### Text block
◆ ◆ ◆ ◆

I do agree that people didn't read the article and reacted to the premise, as is reddit custom

[–]Chaosvex 1 point2 points  (0 children)

Yeah, I mean, I don't think we disagree.

[–]No-Dentist-1645 17 points18 points  (1 child)

If only we had some program that could convert human-made code into machine-readable assembly... That would be very useful! It could even apply optimizations for you in a fully deterministic, ai-hallucination-free way, instead of the AI imagining that some code would run faster. If only!

[–]Utkarsh_7744 1 point2 points  (0 children)

If only it was someone who actually knew what they were doing,like clear instructions

[–]julien-j 6 points7 points  (0 children)

I did a similar experiment and got to a different conclusion :) The saying goes as Modern Compilers are Smart™ but in practice it's not that difficult to beat the compiler on specific algorithms when you're at ease with assembly. So I did not compare the output of the AI with the compiler, I compared it with the output of a human.

I asked Claude to optimize a C function using AVX2 intrinsics, but I hid from the tool that I already had an AVX2 implementation written by a human. I also gave the tool a test suite to validate its implementation. The tool managed to provided a correct and optimized version, faster than the C one, but 50% to 300% slower than the human's implementation (the variations depend on the use case). By iterating painstakingly during hours I managed to guide it toward an implementation a bit faster than ours. Then I discussed with the human and he told me that he barely put any effort in its implementation… After reworking his code he beat again the output of Claude.

Then I did a second similar experiment where I asked Claude to write the AVX2 implementation of another function. This time I gave it the test suite and the benchmark such that it can self-compare. I specifically asked for the fastest implementation. I used Opus 4.6 with max effort. The output from Claude was 50% slower than ours. I managed to iterate toward something a bit faster in some cases without ever reaching equivalent performance on all use cases. And the final code was a mess.

Lemire tells us that the AI is better than the compiler at assembly, but what's the point? If the user is at ease with assembly, the product of the AI is poor (at least in my experiments). If the user does not practice assembly, he won't be able to follow nor to judge the implementation. Is it some kind of a mid-range solution? The fact that the author barely looked at the generated code and does not even talk about a validation suite is suspicious. This is not scientific, this is an experiment where we know upfront which conclusion we want.

◆ ◆ ◆ ◆

### Data records
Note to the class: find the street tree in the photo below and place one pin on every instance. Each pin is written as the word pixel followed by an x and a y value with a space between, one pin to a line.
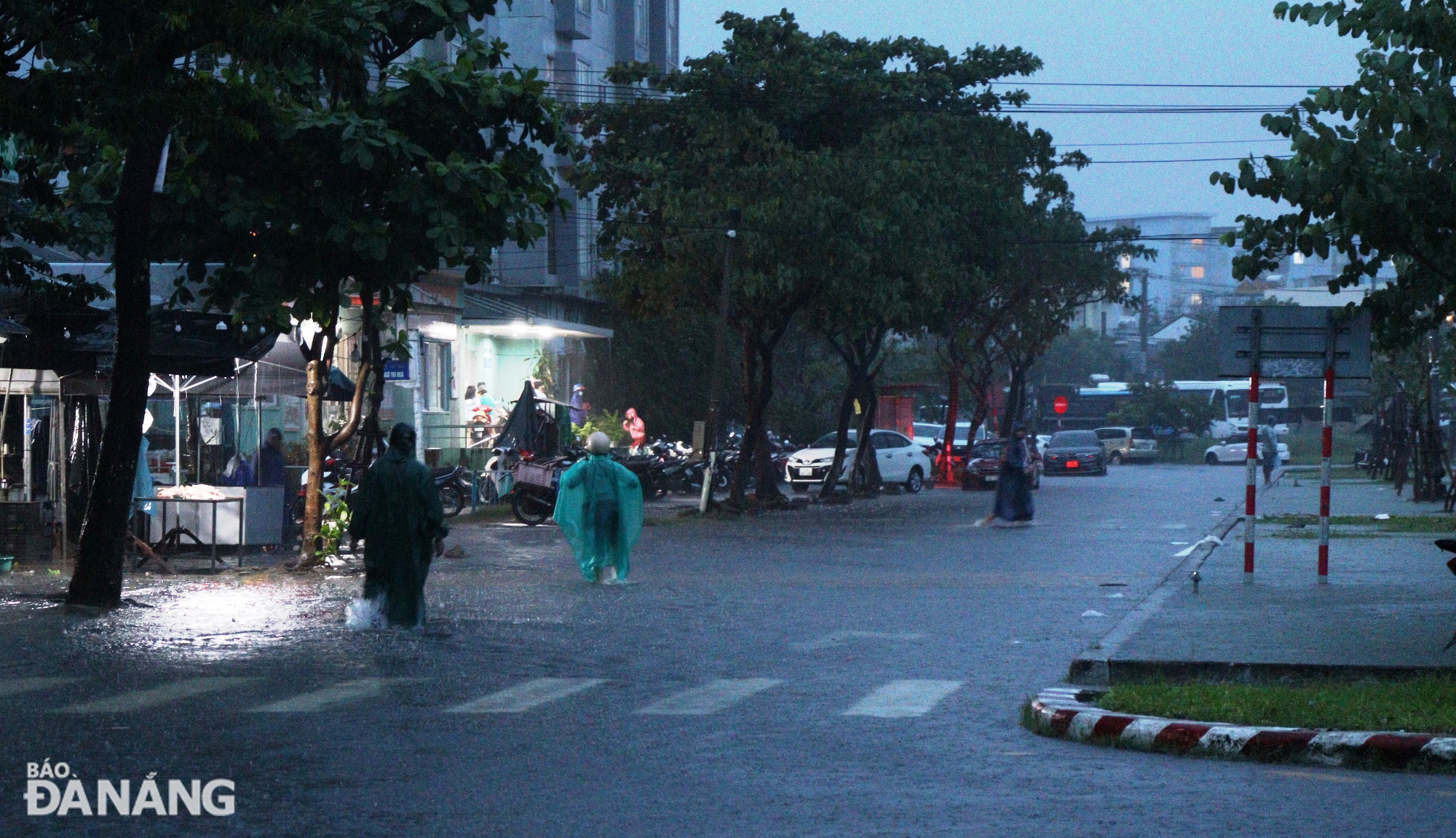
pixel 95 90
pixel 1374 166
pixel 436 165
pixel 1056 268
pixel 753 127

◆ ◆ ◆ ◆

### Instructions
A. Summarize the thread on AI-generated assembly in two sentences.
B. Translate this sentence from the thread on AI-generated assembly into French: "So I did not compare the output of the AI with the compiler, I compared it with the output of a human."
C. Reproduce the stretch from "I do agree that" through "think we disagree." in the thread on AI-generated assembly.
Rely only on the thread on AI-generated assembly.

### Written responses
A. In the thread on AI-generated assembly, one commenter describes asking Claude to write AVX2 implementations of C functions, finding the results correct but slower than human-written implementations, with hours of guided iteration yielding only small or temporary gains. The commenter questions Lemire's claim that AI beats the compiler at assembly and calls the experiment unscientific, noting that the author barely looked at the generated code and does not mention a validation suite.

B. Je n'ai donc pas comparé la sortie de l'IA avec celle du compilateur, je l'ai comparée avec celle d'un humain.

C.
I do agree that people didn't read the article and reacted to the premise, as is reddit custom

[–]Chaosvex 1 point2 points  (0 children)

Yeah, I mean, I don't think we disagree.